Copy out all of the items below, replacing "Give the mask" with "Provide the mask" wherever it occurs and leaving every other word unchanged.

--- begin PROVIDED RECORDS ---

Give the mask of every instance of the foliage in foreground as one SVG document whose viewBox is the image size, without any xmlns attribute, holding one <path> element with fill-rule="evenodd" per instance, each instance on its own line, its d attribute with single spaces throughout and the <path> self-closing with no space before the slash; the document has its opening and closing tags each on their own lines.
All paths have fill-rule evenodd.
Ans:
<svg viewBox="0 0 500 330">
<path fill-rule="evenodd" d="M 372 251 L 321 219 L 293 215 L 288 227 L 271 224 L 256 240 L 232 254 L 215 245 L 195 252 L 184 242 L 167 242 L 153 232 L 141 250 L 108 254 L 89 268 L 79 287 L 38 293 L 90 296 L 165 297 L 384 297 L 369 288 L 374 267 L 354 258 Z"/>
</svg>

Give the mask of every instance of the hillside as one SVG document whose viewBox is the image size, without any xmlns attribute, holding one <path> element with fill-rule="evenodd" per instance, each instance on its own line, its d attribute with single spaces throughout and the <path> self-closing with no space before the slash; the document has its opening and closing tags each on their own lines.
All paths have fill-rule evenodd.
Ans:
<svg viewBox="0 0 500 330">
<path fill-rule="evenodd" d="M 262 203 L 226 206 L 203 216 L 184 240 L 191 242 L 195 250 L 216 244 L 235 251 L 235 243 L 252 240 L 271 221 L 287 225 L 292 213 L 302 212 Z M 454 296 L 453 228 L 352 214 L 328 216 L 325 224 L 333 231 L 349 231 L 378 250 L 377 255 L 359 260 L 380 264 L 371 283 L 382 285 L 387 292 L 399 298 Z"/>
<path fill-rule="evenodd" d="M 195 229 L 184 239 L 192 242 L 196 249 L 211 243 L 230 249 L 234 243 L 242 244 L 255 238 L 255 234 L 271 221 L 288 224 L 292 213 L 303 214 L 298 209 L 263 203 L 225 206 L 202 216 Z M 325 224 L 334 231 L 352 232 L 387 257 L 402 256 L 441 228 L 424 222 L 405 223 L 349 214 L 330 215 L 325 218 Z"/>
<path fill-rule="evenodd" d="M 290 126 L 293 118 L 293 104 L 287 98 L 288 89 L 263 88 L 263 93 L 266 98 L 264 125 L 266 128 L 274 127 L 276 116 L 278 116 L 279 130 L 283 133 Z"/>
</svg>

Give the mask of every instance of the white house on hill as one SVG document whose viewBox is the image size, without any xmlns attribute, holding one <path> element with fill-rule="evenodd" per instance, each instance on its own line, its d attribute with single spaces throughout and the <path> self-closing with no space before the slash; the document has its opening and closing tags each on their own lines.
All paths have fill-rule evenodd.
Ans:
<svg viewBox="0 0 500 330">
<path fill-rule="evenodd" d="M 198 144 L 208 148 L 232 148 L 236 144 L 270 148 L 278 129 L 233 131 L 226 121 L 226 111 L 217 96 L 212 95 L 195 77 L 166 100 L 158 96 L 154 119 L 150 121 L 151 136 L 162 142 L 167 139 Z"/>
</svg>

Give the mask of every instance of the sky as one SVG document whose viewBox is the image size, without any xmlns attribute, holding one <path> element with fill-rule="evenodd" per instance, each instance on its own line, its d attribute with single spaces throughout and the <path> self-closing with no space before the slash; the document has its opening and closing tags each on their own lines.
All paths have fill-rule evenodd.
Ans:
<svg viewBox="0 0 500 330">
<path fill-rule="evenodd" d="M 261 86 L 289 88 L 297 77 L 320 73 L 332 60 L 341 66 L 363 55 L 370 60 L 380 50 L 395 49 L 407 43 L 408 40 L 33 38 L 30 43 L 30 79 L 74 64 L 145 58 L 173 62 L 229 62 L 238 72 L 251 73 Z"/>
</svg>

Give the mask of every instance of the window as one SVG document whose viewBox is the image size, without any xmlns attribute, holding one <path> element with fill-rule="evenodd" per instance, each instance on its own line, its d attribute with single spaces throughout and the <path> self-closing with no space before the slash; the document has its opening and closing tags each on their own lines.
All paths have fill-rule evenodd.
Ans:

--- end PROVIDED RECORDS ---

- _EXPECTED OUTPUT_
Provide the mask of every instance of the foliage in foreground as one SVG document whose viewBox is the image size, without any xmlns attribute, holding one <path> element with fill-rule="evenodd" per instance, each instance on its own line, its d attribute with single spaces throughout and the <path> self-closing with no space before the slash; the document has its opening and closing tags each on their own lines.
All paths have fill-rule evenodd.
Ans:
<svg viewBox="0 0 500 330">
<path fill-rule="evenodd" d="M 372 251 L 321 219 L 293 215 L 288 227 L 271 224 L 256 240 L 232 254 L 215 245 L 195 252 L 184 242 L 167 242 L 153 232 L 141 250 L 108 254 L 89 268 L 79 287 L 38 293 L 90 296 L 165 297 L 384 297 L 369 288 L 374 267 L 354 258 Z"/>
</svg>

Provide the mask of every instance of the hillside as one SVG document whose viewBox is the image size, without any xmlns attribute, holding one <path> element with fill-rule="evenodd" per instance, each instance on its own line, its d attribute with single spaces throughout and the <path> self-closing with no space before the slash; the document has its opening and closing tags each on their own lines.
All paths have fill-rule evenodd.
Ans:
<svg viewBox="0 0 500 330">
<path fill-rule="evenodd" d="M 262 203 L 226 206 L 203 216 L 184 240 L 191 242 L 195 250 L 216 244 L 235 251 L 235 243 L 252 240 L 271 221 L 287 225 L 292 213 L 302 212 Z M 454 296 L 453 228 L 352 214 L 328 216 L 325 224 L 333 231 L 349 231 L 378 250 L 377 255 L 359 260 L 380 264 L 371 283 L 382 285 L 387 292 L 399 298 Z"/>
<path fill-rule="evenodd" d="M 195 229 L 184 239 L 192 242 L 196 249 L 211 243 L 230 249 L 234 243 L 242 244 L 255 238 L 255 234 L 271 221 L 288 224 L 292 213 L 303 214 L 298 209 L 263 203 L 225 206 L 202 216 Z M 325 224 L 334 231 L 352 232 L 387 257 L 402 256 L 441 228 L 424 222 L 405 223 L 349 214 L 330 215 L 325 218 Z"/>
<path fill-rule="evenodd" d="M 290 126 L 293 118 L 293 104 L 287 98 L 288 89 L 263 88 L 263 93 L 266 98 L 264 125 L 266 128 L 274 127 L 276 116 L 278 116 L 279 130 L 283 133 Z"/>
</svg>

Provide the mask of every instance of the white house on hill as one SVG document whose viewBox is the image size, without any xmlns attribute, holding one <path> element with fill-rule="evenodd" per instance, each instance on its own line, its d attribute with single spaces throughout and the <path> self-closing with no space before the slash; the document has its opening and closing tags each on their own lines.
All paths have fill-rule evenodd.
Ans:
<svg viewBox="0 0 500 330">
<path fill-rule="evenodd" d="M 198 144 L 208 148 L 232 148 L 236 144 L 270 148 L 278 129 L 233 131 L 226 121 L 226 111 L 217 96 L 212 95 L 195 77 L 166 100 L 158 96 L 154 119 L 150 121 L 151 136 L 162 142 L 167 139 Z"/>
</svg>

Provide the mask of every instance of the sky as one SVG document whose viewBox is the image size, without any xmlns attribute, holding one <path> element with fill-rule="evenodd" per instance, each instance on its own line, its d attribute with single spaces throughout and the <path> self-closing with no space before the slash; the document has its opening and closing tags each on their own lines.
All paths have fill-rule evenodd.
Ans:
<svg viewBox="0 0 500 330">
<path fill-rule="evenodd" d="M 261 86 L 289 88 L 297 77 L 320 73 L 332 60 L 341 66 L 363 55 L 370 60 L 380 50 L 395 49 L 407 43 L 408 40 L 33 38 L 30 43 L 30 79 L 74 64 L 145 58 L 173 62 L 229 62 L 238 72 L 251 73 Z"/>
</svg>

Provide the mask of every instance of the window as one SVG document whose viewBox is the image size, without any xmlns attribute, holding one <path> element with fill-rule="evenodd" per instance, each instance on its own line, its d attribute with single spaces throughout and the <path> self-closing with no space before the slash; the document has its opening and closing tags each on their own lines.
All paths have fill-rule evenodd.
Ans:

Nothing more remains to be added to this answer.